> Task details
Give the number of lines in the entries below that hold "stalk", with no accompanying words.

(Region pointing data)

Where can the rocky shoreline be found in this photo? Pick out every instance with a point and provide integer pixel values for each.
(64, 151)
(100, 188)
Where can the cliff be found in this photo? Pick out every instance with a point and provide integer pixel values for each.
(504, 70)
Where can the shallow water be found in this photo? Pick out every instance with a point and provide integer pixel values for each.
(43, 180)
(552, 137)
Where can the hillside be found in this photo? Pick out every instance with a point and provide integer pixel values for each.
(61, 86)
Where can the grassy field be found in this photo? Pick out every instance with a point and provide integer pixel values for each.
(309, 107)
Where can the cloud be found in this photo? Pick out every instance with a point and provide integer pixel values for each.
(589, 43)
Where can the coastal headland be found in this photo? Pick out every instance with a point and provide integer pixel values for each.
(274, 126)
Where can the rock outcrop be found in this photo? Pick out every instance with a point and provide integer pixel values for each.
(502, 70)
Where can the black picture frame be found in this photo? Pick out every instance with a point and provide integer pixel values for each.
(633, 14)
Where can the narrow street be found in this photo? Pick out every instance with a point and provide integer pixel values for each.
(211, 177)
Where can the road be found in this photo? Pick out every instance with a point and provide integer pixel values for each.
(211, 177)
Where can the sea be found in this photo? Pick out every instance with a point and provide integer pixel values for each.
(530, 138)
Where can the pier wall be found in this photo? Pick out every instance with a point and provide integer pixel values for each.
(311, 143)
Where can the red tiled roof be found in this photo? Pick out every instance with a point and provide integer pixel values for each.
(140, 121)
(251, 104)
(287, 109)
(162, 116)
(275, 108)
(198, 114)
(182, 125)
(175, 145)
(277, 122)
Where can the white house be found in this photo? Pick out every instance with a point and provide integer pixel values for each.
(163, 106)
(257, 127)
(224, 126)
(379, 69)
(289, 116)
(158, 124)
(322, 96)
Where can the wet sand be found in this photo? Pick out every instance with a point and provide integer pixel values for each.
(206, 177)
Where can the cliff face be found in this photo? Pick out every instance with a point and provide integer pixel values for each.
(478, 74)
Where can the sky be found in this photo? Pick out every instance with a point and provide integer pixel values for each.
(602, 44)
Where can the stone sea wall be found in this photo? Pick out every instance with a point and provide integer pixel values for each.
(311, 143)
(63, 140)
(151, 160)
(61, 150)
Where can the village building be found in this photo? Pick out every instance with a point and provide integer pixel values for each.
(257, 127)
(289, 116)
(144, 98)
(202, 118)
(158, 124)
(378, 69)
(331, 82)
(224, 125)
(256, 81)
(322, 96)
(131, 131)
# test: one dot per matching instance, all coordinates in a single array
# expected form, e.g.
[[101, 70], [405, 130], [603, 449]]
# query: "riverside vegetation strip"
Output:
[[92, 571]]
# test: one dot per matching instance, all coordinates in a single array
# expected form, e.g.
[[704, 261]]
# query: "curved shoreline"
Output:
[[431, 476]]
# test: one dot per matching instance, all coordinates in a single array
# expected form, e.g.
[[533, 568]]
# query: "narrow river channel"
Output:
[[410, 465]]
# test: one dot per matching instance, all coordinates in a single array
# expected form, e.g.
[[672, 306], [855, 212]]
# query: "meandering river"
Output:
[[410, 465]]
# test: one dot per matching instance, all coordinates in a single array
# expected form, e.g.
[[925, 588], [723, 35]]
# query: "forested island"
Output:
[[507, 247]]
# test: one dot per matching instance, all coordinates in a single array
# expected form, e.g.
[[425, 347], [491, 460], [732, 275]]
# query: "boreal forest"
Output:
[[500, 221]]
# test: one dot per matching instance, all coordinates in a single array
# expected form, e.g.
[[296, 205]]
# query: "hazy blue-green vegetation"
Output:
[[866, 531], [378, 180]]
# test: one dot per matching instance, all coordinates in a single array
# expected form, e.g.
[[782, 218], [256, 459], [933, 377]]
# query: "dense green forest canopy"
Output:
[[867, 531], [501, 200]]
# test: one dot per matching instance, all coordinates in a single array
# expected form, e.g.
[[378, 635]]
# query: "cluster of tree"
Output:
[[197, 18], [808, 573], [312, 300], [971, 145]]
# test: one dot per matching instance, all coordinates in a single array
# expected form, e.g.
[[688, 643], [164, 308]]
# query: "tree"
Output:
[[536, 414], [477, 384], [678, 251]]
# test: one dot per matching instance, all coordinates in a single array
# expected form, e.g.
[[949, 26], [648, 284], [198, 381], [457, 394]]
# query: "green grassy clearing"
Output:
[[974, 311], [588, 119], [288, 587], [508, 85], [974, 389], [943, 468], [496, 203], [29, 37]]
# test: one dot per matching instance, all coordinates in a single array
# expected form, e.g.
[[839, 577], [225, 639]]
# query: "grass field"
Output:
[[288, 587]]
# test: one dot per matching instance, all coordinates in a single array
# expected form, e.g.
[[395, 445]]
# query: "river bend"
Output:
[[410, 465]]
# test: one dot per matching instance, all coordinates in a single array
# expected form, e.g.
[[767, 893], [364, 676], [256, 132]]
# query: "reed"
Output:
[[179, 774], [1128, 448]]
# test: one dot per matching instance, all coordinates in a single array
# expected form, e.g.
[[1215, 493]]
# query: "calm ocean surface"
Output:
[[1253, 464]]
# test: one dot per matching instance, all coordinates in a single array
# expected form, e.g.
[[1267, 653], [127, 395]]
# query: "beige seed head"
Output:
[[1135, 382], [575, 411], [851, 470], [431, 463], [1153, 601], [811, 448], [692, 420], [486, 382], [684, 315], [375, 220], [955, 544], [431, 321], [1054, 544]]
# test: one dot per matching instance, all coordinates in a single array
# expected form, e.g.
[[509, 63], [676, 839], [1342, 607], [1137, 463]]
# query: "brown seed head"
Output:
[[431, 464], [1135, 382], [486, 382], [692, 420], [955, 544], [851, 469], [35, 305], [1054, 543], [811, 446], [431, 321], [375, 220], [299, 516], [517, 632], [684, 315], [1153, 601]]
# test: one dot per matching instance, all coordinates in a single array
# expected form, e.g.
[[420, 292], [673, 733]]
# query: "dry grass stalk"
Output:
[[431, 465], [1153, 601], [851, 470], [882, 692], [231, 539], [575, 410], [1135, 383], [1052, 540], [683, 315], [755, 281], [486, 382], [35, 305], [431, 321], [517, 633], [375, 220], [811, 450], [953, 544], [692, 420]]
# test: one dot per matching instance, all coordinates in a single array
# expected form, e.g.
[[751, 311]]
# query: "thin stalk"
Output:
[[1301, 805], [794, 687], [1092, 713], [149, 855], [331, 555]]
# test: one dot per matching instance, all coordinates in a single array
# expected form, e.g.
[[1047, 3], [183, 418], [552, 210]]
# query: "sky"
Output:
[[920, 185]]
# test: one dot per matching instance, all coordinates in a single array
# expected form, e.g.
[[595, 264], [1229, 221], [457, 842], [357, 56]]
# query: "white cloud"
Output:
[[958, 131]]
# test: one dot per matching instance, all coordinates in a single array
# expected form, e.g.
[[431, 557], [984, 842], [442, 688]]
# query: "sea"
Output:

> The answer
2